# PERINTAH A
Saring daftar di bawah dan salin setiap baris yang memuat kata "twig". Perbedaan huruf besar dan kecil diperhitungkan.

# TEKS BACAAN
(Direktur Selaparang Institut)
ZONASI diterapkan pada era Prof. Muhadjir yang menjadi Mentri Pendidikan dan Kebudayaan (Mendikbud) RI. Prof. Muhadjir adalah pengurus inti Pimpinan Pusat Muhammadiyah, Rektor Universitas Muhammadiyah Malang dan juga Guru Besar Universitas Negeri Malang/IKIP Malang.
Zonasi adalah sistim penerimaan siswa baru untuk sekolah negeri tingkat SDN, SMPN, dan SMAN dengan membatasi radius asal peserta didik/siswa) untuk satu sekolah negeri. Artinya calon siswa baru yang berdomisili di wilayah tertentu hanya boleh mendaftar di sekolah yang menjadi radius di wilayahnya dan tidak boleh ke tempat lain kecuali memenuhi persyaratan khusus yang ditetapkan regulasi.
Zonasi terus berlanjut pada era Nadim Makarim menjadi Mendikbud Ristek. Bagaimanakah di era Prof. Abdul Mu'thi yang Sekjen Pimpinan Pusat Muhammadiyah dan Guru Besar Pendidikan Islam UIN Syarif Hidayatullah Jakarta?
Penerimaan peserta didik baru (PPDB) pasca zonasi diterapkan sering sedikit "gaduh". Mengapa gaduh? Karena masih ada oknum -oknum orang “pinter” yang tidak taat pada regulasi zonasi karena kepintarannya tidak digunakan untuk memahami " filosofis/tujuan /visi/hakikat/hikmah dari zonasi.
Filosofis zonasi adalah mutu untuk semua. Tidak ada, sekolah favorit karena semua sekolah favorit. Tidak ada lagi istilah SMA kota, dan SMA desa. Sekolah bukan tempat dan lokasinya tetapi gurunya, fasilitasnya dan muridnya. Siapa gurunya? Bagaimana fasilitasnya? Muridnya sudah pasti dari lingkungan sekolah? Mengapa sekolah bukan tempatnya? Dengan zonasi anak-anak dari zona satu sekolah harus masuk pada sekolah yang menjadi zonasinya. Mereka tidak boleh lagi melompat ke sekolah-sekolah yang istilahkan favorit sebelum zonasi diterapkan.
Biasanya SMAN/SMPN yang berlabel angka satu. Pasca zonasi ditetapkan SMAN/SMPN label ini akan sirna. Murid dari zonasinya dengan latar belakang keluarga dan kemampuan akademik yang beraneka ragam. Bukankah sebelum zonasi diterapkan sekolah-sekolah berlabel favorit diisi oleh anak-anak pinter dari berbagai wilayah atau kurang pinter tapi duitnya banyak atau orang tuanya berpangkat. Dengan zonasi pinter, berduit, berpangkat akan menyebar ke berbagai sekolah.
Ketidakpahaman beberapa orang "pinter" ini yang mengadu mungkin ke Wakil Presiden Mas Gibran Raka Buming sehingga saat menghadiri rapat koordinasi kadis dikbud propinsi dan kab/kota se-NKRI yang diselenggarakan oleh Kemendikdasmen saat sambutan beliau meminta Prof. Mu'thi untuk mencabut "Sistem Zonasi". Tentu Prof. Mu'thi memberi hormat tanda siap. Siap itu etika birokrasi.

# KUTIPAN DAFTAR
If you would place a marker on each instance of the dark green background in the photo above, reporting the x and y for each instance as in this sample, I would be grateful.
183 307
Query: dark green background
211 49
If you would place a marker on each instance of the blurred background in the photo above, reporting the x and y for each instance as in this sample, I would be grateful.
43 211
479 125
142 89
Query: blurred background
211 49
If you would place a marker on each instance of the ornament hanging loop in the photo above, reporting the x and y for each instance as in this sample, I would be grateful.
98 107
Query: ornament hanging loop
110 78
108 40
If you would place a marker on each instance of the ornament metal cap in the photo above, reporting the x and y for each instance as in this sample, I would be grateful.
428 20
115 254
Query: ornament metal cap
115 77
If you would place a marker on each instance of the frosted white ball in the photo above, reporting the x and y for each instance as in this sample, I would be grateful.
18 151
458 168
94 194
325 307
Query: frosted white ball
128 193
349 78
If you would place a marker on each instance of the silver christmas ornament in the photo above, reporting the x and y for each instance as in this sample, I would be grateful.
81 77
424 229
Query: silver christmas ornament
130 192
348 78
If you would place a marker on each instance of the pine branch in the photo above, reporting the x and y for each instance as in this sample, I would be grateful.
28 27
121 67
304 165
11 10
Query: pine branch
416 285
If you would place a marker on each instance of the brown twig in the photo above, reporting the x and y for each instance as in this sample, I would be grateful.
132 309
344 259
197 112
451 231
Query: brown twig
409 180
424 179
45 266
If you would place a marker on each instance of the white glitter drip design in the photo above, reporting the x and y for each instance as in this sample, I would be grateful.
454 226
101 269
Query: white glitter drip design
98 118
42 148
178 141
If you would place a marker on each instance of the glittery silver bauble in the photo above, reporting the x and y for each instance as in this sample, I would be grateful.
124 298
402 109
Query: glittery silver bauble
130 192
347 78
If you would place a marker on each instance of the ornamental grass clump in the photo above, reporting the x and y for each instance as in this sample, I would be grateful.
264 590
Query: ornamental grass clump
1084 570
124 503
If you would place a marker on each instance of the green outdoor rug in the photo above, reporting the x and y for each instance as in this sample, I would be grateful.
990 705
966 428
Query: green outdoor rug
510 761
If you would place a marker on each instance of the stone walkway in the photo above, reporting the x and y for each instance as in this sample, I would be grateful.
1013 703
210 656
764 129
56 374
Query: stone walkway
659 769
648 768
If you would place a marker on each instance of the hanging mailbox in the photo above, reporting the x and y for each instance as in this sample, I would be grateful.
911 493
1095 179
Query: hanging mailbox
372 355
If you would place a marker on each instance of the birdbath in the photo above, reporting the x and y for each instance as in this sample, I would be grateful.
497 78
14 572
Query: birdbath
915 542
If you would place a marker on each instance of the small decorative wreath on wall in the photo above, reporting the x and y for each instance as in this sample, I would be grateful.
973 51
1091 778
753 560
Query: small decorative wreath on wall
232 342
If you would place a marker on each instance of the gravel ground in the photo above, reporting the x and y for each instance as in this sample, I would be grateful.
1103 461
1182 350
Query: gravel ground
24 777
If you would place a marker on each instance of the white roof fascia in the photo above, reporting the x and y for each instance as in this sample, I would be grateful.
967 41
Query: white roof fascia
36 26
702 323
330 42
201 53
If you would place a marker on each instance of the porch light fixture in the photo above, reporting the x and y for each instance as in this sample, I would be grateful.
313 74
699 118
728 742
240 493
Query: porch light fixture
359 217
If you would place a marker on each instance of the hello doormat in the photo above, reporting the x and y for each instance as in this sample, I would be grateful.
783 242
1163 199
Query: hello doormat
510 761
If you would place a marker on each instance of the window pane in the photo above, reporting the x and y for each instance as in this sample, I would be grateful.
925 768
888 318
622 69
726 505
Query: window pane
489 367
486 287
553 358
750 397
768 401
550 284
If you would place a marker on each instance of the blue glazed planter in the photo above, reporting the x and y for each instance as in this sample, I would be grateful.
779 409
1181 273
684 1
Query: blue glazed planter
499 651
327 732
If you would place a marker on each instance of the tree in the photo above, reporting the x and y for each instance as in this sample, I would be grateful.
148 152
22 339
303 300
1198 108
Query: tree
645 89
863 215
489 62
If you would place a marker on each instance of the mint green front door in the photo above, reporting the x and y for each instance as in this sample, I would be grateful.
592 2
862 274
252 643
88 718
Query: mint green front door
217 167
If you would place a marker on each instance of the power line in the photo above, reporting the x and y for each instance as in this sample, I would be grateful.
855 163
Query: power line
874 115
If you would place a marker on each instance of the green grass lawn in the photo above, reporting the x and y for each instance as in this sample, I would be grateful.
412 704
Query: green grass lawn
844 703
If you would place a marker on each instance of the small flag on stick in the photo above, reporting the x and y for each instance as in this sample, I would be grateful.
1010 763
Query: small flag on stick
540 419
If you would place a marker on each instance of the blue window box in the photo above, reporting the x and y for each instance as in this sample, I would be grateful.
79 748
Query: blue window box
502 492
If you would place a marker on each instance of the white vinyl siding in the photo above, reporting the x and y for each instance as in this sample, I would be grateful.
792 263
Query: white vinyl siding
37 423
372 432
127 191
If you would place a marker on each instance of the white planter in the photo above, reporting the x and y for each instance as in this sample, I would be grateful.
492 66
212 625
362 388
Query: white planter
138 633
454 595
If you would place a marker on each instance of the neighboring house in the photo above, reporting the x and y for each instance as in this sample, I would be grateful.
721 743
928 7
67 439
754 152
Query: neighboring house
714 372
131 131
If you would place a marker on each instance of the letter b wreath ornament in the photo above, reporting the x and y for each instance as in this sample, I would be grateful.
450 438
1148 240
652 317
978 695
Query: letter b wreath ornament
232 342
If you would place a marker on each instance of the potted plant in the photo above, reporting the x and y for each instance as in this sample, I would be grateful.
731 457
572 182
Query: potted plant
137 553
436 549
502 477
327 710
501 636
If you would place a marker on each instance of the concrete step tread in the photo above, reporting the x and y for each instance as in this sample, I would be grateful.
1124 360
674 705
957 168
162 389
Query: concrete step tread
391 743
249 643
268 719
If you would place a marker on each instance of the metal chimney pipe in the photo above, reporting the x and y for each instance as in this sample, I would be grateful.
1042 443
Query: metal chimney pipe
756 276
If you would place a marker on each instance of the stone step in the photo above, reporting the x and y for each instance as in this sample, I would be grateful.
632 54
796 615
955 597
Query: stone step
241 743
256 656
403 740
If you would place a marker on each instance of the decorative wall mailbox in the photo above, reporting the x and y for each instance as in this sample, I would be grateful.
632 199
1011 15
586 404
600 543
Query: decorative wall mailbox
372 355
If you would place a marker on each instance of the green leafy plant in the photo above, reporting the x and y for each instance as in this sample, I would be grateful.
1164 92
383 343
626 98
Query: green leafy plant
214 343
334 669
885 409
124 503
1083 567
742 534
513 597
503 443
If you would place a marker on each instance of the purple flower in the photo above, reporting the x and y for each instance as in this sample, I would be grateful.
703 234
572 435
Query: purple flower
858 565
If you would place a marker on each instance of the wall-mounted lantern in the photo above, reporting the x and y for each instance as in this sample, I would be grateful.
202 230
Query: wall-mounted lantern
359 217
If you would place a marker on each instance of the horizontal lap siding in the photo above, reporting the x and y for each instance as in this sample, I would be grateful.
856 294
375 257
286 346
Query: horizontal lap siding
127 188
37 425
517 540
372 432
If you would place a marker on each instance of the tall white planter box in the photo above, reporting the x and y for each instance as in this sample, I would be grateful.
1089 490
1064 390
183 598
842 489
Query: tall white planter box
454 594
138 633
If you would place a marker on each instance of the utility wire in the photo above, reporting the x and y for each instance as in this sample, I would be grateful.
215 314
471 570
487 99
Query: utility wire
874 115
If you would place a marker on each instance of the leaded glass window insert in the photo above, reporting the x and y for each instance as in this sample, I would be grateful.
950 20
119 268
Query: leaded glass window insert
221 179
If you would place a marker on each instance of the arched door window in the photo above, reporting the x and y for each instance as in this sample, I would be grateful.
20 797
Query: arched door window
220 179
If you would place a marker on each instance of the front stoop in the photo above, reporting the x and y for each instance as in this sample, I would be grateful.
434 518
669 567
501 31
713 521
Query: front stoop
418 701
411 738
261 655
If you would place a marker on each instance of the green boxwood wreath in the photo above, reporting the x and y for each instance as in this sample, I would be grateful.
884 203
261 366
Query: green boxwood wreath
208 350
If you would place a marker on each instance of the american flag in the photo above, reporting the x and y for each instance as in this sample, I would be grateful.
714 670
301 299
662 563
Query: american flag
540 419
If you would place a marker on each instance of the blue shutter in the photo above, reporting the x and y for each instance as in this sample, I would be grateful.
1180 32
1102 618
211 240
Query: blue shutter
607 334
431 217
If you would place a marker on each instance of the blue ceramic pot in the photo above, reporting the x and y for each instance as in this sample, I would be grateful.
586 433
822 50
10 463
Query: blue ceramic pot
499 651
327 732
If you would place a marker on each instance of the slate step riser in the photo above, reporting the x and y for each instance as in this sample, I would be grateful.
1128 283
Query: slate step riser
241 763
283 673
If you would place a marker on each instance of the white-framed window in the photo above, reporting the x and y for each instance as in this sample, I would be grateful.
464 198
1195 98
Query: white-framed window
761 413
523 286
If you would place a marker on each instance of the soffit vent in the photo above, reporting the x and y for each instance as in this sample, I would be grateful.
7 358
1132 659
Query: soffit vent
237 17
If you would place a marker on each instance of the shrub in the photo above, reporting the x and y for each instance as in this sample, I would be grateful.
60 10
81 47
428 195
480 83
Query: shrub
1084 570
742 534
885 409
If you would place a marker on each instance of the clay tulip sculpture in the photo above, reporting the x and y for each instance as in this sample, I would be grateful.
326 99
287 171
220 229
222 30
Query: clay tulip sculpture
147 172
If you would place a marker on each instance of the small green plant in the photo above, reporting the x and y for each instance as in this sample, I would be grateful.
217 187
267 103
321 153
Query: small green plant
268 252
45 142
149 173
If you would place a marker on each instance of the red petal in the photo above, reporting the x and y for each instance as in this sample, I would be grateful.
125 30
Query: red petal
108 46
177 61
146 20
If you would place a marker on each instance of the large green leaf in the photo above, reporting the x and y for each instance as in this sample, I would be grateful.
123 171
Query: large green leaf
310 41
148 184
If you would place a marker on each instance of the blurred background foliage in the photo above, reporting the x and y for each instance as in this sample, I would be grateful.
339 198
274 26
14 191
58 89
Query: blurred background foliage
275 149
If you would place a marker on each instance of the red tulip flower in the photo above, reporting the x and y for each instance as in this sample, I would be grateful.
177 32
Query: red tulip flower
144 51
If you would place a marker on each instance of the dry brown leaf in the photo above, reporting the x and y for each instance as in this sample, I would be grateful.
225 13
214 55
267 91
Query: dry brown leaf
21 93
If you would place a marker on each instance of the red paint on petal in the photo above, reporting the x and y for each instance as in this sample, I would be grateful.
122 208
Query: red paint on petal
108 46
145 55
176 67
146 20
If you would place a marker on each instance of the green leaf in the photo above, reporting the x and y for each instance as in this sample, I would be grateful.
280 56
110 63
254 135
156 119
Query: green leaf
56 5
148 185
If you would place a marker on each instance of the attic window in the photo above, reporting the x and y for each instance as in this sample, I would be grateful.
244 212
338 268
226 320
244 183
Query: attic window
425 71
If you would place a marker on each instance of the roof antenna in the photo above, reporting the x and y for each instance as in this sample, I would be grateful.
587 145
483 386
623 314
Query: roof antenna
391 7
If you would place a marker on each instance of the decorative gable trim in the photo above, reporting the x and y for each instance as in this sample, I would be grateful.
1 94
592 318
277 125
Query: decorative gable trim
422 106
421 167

# PERINTAH B
Menurut teks tentang sistem zonasi, apa filosofis zonasi?

# KELUARAN A
If you would place a marker on each instance of the brown twig in the photo above, reporting the x and y for each instance as in this sample, I would be grateful.
Query: brown twig

# KELUARAN B
Filosofis zonasi adalah mutu untuk semua.